TEXT –
--- --- ---

We have a 300 gallon tank for red diesel for the tractors. We keep about 100 gallons of gasoline on hand in a Northern Tool gas caddy and several 5 gallon containers for the small equipment such as chainsaws, small tractors, water pump for the lake, etc. and all have stabilizer added. We looked at the numbers and chose not to have a large gas tank on the property. It's not as though we have any neighbors so that risk is minimal. 

We feel our money is best used elsewhere.


----------



## jeff47041 (Jan 5, 2013)

I have a 300 gallon above ground diesel fuel tank. Got it from my supplier for free over 20 years ago. They came and set it up, then keep it full. mine is off road fuel for my bobcat and tractors. 

My gasoline one is 150 gallons. I bought it at an auction for $2. It needed a new hose and my supplier gave me it, set it up, painted it silver, and filled it. They keep it full too. It pretty much is the same price as at the gas station, but convenient for our mowers and my dump truck. I buy gas for my daily work truck at krogers with the discount for grocery shopping.

Both tanks are on stands about 6' in the air, so they are gravity fill. 

Around here, if you have (I think) 1300 gallon capacity, you have to have catch basins to catch any leaks or spills. Whatever the capacity rule is, I'm under it, or my supplier would make me follow the rule.

--- --- ---

RECORDS –

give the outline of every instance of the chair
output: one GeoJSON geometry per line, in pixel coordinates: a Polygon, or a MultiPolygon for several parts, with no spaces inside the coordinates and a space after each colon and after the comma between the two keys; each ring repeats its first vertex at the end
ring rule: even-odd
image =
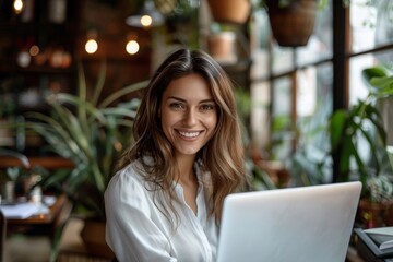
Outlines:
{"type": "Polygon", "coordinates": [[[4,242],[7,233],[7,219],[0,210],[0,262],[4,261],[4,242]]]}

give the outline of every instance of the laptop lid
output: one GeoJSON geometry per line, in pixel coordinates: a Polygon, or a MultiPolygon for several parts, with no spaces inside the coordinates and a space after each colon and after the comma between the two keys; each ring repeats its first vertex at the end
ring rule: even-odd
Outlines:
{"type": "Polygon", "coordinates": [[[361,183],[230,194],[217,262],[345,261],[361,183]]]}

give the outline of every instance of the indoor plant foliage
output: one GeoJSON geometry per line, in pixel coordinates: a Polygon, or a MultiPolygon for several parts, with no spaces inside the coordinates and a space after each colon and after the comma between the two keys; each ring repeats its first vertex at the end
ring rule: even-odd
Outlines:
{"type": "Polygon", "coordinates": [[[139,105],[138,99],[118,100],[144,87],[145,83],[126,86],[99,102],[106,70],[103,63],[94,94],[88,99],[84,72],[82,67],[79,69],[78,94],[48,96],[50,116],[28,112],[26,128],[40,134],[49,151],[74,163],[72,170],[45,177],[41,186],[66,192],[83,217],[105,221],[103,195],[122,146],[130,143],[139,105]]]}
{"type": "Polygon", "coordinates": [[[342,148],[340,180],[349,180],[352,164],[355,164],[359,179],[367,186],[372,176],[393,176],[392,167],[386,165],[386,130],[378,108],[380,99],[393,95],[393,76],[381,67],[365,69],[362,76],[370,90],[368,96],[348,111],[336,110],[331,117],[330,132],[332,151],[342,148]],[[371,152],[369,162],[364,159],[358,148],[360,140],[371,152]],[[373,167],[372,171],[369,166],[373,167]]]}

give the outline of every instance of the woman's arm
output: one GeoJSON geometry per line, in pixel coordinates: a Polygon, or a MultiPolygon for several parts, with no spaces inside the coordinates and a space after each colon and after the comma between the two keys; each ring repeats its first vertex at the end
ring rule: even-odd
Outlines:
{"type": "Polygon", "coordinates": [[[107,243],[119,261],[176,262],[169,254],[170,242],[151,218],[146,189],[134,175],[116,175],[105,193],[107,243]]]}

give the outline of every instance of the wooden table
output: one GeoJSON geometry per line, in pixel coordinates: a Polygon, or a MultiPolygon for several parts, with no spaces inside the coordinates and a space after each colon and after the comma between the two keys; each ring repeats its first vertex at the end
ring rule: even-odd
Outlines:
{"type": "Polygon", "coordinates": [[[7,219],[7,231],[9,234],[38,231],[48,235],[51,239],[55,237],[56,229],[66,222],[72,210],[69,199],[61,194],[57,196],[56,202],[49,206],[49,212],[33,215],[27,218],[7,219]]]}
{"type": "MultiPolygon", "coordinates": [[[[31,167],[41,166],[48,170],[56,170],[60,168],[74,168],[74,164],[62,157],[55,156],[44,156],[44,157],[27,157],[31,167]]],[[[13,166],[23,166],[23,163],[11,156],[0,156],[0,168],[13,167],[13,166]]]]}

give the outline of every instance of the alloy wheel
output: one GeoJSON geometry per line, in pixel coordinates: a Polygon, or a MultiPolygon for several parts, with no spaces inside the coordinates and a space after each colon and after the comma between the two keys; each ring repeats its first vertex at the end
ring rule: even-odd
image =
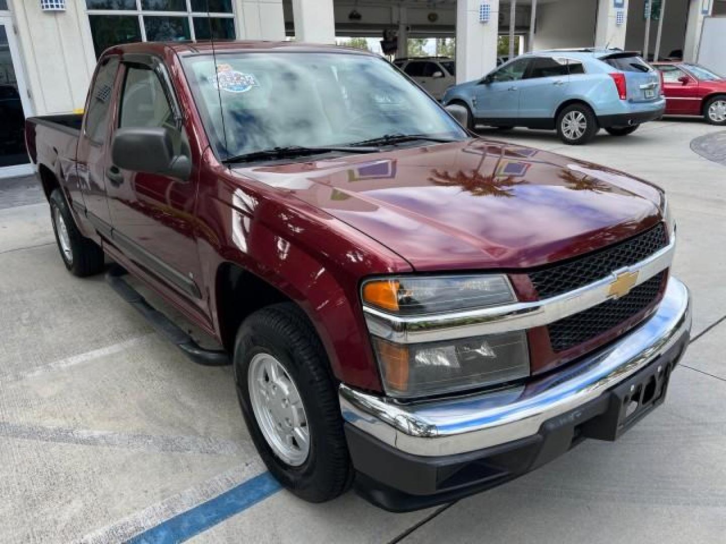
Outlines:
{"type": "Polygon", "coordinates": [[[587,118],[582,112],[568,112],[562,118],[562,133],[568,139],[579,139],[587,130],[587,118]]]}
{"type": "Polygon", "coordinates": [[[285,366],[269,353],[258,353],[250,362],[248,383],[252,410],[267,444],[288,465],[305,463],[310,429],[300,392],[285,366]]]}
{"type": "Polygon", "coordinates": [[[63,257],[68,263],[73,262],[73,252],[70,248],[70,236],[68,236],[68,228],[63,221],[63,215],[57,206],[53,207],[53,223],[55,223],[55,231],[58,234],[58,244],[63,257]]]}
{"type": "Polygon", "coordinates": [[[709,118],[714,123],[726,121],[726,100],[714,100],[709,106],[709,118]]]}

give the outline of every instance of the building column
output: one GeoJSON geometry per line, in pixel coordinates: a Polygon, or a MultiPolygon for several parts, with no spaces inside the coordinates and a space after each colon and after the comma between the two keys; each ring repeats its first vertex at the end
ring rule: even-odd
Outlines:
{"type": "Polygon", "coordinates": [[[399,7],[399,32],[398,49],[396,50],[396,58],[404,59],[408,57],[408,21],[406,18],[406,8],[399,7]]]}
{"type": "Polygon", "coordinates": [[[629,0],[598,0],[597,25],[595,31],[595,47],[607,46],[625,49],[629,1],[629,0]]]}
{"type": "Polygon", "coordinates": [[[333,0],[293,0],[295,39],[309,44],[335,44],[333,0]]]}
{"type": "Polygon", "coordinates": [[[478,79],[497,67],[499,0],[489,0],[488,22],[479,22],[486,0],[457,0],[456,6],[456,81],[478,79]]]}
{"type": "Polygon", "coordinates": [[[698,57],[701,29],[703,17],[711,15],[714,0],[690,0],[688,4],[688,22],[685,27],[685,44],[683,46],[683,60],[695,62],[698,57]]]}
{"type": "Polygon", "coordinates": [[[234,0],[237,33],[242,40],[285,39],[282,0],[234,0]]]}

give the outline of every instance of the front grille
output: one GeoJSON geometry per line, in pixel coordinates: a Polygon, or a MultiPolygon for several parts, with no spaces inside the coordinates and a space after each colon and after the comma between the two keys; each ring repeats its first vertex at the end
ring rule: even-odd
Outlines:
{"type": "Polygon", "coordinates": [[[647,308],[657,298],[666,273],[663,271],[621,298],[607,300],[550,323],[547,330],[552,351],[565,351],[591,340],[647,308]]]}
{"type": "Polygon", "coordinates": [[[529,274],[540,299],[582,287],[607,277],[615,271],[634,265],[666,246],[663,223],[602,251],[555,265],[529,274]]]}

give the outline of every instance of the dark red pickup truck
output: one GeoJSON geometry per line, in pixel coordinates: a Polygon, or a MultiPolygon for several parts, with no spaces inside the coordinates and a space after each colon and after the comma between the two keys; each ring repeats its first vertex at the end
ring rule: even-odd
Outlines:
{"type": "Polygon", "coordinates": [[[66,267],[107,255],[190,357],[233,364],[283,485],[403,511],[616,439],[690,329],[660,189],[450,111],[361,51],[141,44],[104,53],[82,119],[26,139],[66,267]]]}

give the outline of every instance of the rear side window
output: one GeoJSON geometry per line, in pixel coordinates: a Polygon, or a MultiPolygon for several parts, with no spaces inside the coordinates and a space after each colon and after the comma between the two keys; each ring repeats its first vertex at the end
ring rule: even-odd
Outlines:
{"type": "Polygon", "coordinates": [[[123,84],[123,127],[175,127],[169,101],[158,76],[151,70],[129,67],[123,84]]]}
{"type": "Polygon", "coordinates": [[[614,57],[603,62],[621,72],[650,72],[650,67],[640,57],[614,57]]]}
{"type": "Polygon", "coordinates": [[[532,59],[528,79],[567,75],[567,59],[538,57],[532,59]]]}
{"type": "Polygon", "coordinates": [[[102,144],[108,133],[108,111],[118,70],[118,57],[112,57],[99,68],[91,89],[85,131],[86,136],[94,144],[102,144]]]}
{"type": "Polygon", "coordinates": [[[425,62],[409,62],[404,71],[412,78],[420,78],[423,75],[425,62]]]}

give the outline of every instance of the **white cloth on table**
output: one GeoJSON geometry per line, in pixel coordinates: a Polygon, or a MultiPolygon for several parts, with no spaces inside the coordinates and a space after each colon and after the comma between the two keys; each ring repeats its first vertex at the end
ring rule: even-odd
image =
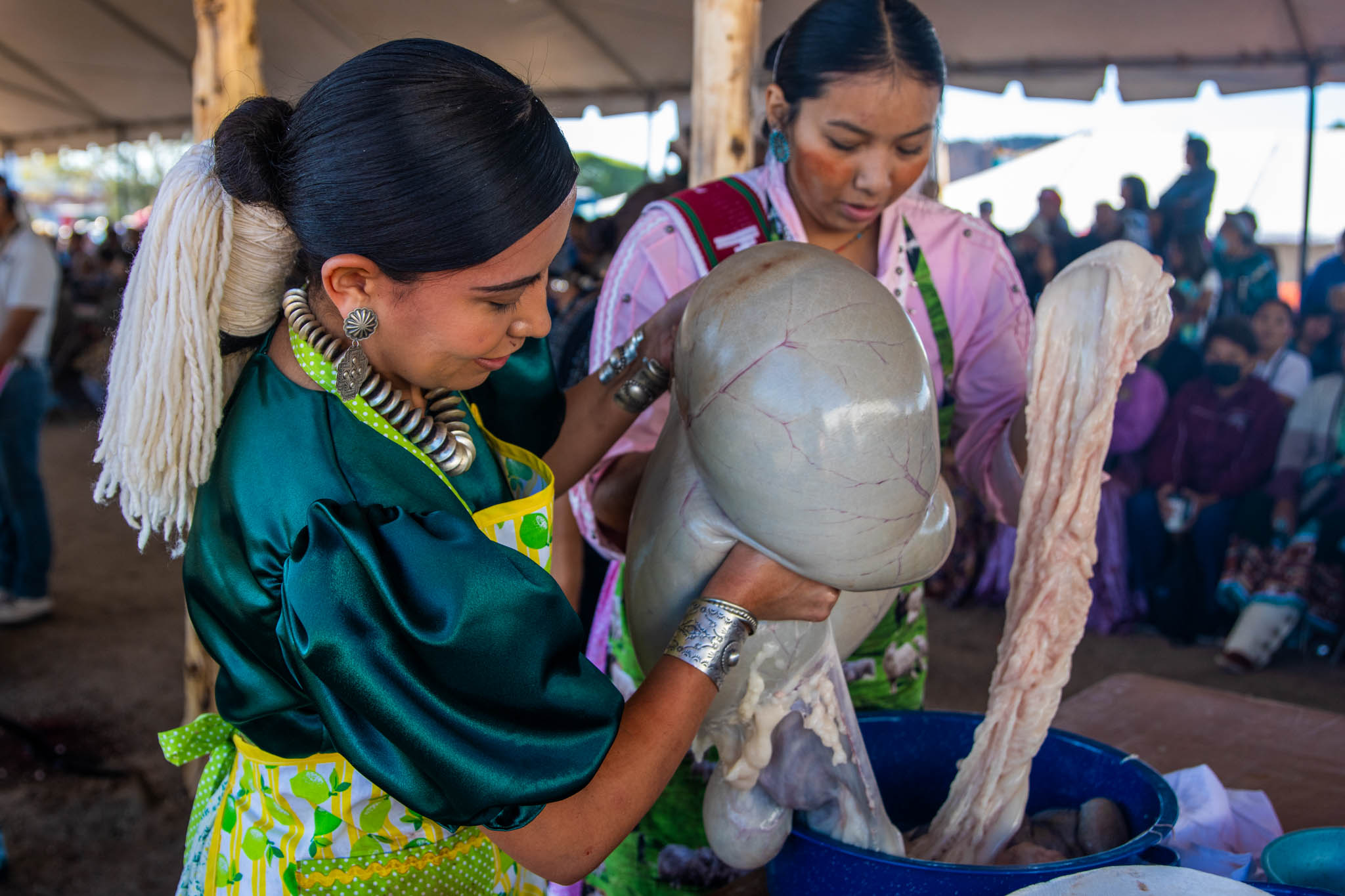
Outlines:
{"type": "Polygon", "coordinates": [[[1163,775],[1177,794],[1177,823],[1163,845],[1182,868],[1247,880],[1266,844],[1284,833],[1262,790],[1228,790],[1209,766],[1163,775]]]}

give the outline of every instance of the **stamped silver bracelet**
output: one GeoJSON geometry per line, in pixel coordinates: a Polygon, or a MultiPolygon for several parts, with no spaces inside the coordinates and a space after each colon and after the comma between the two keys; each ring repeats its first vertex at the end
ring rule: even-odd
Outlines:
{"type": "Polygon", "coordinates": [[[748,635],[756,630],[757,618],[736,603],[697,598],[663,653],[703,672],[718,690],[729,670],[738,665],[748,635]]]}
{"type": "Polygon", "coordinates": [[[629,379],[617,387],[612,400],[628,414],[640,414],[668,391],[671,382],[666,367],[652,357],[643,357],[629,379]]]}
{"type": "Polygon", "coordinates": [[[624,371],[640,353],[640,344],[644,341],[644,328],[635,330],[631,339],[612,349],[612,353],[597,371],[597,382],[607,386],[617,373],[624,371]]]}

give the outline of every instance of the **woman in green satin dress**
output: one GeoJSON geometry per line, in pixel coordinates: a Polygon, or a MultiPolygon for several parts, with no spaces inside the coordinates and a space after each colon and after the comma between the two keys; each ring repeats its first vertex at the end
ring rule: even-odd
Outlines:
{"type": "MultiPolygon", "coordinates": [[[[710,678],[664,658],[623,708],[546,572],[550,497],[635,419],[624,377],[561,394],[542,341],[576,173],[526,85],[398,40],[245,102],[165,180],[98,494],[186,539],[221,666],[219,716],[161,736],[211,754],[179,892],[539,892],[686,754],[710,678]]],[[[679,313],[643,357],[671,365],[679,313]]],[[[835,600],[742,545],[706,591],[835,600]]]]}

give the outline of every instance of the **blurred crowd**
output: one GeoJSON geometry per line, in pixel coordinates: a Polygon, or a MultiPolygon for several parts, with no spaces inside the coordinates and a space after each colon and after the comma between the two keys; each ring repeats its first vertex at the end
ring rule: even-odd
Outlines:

--- --- ---

PROBLEM TO WORK ON –
Answer these from the fuel storage thread:
1. About how many gallons of gasoline are kept on hand in the first post?
2. What was paid at auction for the 150-gallon gasoline tank?
3. How high are the stands that the two tanks in the second post sit on?

FINISHED ANSWER –
1. About 100 gallons
2. $2
3. About 6 feet